STATED EXERCISE
Rewrite the listing below, beginning at the line that has "instances of hooded" and stopping after the line that has "[488,94,500,133]". Keep the request lines unchanged, and increase every bounding box coordinate by 126.

start DATA SECTION

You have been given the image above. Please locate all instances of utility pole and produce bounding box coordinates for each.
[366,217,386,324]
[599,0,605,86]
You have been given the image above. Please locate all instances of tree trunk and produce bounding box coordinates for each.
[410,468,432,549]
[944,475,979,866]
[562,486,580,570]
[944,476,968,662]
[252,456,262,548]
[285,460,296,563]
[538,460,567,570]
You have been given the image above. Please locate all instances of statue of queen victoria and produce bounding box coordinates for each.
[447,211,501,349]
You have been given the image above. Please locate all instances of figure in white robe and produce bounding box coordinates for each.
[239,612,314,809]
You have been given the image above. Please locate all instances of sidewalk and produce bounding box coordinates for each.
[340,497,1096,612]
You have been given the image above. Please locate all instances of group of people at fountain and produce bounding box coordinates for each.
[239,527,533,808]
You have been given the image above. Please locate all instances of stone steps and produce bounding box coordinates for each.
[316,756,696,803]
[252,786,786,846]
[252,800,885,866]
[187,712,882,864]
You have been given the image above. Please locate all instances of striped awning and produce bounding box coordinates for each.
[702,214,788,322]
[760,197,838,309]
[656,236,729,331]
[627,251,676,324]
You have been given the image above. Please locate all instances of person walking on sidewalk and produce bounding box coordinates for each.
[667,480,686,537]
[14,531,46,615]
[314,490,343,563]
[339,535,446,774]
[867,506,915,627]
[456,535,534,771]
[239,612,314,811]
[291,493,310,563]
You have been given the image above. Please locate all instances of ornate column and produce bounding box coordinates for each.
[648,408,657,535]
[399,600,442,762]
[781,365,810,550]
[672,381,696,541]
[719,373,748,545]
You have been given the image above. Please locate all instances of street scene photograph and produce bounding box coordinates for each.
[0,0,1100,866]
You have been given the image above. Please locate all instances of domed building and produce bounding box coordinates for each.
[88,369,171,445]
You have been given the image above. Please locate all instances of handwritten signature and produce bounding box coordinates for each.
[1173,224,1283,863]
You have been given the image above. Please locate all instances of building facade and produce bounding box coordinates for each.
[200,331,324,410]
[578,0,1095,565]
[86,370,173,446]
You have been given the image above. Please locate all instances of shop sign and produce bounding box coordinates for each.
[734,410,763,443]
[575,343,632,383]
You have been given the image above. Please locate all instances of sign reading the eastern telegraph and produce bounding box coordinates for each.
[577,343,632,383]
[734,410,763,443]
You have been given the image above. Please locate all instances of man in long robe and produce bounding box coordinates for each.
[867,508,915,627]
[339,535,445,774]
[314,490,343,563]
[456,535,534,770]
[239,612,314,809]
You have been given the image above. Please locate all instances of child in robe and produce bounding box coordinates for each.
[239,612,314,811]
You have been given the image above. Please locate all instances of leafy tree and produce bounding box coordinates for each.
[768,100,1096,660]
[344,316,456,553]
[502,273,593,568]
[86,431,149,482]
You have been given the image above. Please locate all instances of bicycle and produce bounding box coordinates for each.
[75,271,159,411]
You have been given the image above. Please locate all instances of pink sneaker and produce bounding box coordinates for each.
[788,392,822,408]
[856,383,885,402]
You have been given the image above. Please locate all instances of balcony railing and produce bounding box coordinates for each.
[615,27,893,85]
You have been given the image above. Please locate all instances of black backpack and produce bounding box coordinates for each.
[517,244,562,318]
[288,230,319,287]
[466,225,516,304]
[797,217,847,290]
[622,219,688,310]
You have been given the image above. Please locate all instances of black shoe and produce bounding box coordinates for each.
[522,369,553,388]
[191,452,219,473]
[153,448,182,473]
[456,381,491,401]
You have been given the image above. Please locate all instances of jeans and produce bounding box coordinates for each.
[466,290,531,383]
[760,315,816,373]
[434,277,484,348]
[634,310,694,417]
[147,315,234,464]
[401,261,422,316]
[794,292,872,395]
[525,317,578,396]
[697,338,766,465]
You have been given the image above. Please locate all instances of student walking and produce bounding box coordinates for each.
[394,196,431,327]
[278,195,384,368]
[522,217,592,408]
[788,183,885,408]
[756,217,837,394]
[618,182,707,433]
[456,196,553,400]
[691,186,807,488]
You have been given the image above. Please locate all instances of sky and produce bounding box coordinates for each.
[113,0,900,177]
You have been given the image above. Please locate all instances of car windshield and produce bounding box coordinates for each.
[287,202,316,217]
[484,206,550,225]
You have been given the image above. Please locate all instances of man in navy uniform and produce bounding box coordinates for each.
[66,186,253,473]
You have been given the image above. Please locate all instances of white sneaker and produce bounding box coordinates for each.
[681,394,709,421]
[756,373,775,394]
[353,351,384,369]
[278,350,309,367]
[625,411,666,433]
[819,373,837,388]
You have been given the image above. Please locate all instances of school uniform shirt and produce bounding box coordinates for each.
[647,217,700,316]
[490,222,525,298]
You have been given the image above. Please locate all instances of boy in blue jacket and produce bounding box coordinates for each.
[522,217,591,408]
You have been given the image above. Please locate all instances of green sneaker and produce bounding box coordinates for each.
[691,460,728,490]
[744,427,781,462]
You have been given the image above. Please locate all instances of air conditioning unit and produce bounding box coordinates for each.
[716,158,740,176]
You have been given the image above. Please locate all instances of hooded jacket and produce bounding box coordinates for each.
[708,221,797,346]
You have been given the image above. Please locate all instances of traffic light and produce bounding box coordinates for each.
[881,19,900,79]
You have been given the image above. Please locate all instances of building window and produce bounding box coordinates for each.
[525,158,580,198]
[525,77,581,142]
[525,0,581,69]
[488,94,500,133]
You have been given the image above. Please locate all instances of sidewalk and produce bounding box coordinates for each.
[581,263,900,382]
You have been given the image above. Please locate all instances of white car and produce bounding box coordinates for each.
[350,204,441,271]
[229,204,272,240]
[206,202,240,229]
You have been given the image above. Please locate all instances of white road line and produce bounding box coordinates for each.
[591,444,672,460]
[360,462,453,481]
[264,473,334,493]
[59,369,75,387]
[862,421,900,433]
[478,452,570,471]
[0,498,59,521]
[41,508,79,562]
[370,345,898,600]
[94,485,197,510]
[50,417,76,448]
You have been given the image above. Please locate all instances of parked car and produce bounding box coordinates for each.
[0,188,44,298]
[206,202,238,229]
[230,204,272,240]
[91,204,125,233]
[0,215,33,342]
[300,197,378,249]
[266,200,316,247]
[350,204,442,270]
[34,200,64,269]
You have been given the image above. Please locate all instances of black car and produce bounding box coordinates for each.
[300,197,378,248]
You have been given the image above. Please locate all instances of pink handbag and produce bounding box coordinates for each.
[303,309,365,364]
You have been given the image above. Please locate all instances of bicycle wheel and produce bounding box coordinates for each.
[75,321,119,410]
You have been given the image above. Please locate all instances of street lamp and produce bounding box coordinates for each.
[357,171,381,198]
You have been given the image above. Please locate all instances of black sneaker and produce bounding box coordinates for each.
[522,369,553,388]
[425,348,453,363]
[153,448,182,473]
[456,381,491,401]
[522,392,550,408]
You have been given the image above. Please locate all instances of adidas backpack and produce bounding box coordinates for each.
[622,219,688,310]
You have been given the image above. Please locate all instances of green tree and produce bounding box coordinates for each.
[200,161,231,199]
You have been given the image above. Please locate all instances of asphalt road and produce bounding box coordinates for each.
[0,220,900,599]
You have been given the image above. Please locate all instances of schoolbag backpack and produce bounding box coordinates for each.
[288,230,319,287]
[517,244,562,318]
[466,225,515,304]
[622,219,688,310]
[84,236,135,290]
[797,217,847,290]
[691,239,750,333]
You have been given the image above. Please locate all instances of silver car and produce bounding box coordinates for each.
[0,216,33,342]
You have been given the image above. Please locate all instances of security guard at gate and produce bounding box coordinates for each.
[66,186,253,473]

end DATA SECTION

SOLUTION
You have been given the image above. Please locate all instances of hooded jacket and produce bounding box coordinates for each.
[834,347,923,472]
You have been given the image above. Please locate all instances of traffic light and produce bounding box coordinates for each.
[1007,145,1026,205]
You have been given the image above. Please locate all instances of building window and produce bounding box coordinates for each.
[651,284,706,324]
[651,203,707,268]
[651,126,707,195]
[614,220,626,259]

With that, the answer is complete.